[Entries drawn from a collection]
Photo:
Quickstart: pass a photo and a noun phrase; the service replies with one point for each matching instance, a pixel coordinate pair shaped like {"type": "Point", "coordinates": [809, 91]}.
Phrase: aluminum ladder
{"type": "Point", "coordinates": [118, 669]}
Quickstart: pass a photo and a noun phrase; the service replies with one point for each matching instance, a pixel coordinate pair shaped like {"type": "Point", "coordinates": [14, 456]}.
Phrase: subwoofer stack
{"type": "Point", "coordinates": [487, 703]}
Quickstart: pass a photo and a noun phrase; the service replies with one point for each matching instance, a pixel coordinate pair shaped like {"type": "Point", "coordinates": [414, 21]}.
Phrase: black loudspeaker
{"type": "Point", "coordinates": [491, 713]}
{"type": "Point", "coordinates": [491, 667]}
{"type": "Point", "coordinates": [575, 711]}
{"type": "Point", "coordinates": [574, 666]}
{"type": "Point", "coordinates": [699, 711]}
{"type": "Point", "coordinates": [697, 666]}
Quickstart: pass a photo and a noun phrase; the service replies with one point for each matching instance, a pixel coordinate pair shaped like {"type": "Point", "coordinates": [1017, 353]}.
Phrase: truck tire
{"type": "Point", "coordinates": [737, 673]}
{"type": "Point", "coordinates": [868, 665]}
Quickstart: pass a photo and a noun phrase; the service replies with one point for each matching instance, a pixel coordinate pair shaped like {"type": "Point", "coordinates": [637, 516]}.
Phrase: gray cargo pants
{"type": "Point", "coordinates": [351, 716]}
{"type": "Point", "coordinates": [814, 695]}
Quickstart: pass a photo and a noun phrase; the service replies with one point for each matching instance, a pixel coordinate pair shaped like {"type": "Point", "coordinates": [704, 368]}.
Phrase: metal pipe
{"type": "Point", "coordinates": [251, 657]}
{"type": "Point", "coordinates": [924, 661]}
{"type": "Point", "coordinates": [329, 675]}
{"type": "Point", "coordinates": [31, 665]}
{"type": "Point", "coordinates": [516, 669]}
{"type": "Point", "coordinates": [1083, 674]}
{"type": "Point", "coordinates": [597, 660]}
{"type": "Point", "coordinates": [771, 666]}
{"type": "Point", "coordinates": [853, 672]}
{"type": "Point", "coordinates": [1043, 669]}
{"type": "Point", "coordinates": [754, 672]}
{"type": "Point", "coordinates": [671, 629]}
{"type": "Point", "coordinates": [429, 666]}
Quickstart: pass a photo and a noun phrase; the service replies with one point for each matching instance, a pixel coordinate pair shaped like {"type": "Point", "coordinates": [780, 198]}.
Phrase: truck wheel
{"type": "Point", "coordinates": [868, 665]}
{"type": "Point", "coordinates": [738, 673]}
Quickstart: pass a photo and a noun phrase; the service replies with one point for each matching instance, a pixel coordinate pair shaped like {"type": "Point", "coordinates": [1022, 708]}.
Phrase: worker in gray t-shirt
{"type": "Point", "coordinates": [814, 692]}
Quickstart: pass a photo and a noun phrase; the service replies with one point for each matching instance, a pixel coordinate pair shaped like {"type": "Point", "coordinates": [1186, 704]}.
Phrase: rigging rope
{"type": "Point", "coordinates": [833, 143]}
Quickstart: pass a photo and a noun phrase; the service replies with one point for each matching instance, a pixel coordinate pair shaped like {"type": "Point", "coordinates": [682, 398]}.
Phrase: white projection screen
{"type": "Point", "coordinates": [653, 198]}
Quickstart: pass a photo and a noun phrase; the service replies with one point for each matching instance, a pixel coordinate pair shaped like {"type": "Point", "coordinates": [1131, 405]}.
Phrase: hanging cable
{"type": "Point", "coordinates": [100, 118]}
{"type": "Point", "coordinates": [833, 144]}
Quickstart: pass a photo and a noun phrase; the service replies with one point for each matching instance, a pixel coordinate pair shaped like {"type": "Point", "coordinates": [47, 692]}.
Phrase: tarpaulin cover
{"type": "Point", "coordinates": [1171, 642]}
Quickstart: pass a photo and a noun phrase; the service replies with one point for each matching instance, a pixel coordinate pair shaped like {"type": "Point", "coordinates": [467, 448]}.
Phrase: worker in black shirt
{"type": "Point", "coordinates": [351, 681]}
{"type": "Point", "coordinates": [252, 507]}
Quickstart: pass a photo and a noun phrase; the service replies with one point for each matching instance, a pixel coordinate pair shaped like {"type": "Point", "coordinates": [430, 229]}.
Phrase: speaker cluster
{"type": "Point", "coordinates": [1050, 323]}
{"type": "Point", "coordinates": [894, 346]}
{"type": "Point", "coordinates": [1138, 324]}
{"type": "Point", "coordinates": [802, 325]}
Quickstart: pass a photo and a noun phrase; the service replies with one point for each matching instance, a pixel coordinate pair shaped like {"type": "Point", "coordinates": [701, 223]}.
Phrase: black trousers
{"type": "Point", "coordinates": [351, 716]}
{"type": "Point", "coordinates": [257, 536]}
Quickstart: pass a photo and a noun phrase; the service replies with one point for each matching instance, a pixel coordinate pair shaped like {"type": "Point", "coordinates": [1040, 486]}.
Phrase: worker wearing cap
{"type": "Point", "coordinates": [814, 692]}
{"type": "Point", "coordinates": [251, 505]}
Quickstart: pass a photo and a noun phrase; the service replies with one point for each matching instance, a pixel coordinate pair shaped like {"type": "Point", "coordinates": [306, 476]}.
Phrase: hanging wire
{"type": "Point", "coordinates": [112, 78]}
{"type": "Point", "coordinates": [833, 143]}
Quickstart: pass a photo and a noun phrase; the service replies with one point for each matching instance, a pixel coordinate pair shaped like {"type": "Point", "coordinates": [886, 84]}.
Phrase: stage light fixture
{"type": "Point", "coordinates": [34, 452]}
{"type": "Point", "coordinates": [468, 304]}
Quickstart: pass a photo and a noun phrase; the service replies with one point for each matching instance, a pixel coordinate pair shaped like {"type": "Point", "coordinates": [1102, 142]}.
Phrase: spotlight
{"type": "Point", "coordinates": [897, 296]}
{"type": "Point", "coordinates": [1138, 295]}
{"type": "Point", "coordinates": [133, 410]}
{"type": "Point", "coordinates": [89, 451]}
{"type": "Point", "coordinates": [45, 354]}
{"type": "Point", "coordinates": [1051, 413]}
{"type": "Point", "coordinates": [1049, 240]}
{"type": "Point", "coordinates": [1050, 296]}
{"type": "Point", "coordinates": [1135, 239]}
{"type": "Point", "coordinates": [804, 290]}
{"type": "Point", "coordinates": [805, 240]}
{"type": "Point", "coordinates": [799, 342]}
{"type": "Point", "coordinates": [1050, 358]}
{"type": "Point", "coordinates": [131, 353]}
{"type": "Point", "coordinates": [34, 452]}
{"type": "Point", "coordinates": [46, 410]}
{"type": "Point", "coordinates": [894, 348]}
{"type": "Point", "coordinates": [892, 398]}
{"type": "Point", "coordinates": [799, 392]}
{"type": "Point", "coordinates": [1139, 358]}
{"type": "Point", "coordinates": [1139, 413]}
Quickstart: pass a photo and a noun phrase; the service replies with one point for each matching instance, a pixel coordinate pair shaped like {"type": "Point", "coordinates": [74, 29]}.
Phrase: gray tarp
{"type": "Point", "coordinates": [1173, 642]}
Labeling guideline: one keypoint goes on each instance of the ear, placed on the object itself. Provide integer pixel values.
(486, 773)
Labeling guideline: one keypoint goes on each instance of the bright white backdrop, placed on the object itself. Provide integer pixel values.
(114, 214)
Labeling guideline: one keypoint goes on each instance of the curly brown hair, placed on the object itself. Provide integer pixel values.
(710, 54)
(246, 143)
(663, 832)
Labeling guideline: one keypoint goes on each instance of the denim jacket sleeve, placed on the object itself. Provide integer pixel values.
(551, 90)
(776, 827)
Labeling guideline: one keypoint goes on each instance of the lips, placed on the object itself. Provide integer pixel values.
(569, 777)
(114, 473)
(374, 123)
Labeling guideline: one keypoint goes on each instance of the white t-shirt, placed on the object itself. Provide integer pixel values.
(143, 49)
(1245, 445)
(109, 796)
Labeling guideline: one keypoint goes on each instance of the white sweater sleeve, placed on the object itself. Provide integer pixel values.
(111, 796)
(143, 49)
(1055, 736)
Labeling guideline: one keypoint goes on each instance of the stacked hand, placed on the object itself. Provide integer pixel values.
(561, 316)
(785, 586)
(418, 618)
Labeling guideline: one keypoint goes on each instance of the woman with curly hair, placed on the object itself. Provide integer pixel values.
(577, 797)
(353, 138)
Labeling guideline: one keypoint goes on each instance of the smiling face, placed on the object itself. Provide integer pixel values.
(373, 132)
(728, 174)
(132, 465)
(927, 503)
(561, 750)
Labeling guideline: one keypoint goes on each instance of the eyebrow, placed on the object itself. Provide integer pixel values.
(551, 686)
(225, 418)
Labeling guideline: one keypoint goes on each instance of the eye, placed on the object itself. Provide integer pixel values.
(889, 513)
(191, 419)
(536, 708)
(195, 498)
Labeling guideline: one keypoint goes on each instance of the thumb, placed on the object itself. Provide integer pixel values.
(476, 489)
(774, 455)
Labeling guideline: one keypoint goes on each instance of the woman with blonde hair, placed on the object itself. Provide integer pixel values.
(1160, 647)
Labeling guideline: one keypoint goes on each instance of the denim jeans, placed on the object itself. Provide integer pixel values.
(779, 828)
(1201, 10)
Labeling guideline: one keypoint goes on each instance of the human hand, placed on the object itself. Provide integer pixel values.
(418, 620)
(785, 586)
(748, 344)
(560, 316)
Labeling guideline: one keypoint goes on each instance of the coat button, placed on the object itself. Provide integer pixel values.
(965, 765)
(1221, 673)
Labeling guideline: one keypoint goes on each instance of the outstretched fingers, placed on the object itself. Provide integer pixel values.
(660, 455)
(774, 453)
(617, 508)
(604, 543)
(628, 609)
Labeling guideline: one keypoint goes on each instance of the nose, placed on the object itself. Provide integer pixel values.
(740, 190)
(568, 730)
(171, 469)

*Instructions to follow*. Update the listing from the line with "of the human" to the line with "(1221, 673)", putting "shirt button" in place of "coat button" and leaving everything else unchanged.

*The reply*.
Labeling guideline: one keypoint goes on each instance of the human hand, placed on the object itself. Provide integer pixel values.
(418, 620)
(785, 586)
(748, 344)
(560, 316)
Labeling guideline: one keypoint goes on each instance of the shirt button, placed on the object itself. Provide integer pixel values.
(965, 765)
(1221, 673)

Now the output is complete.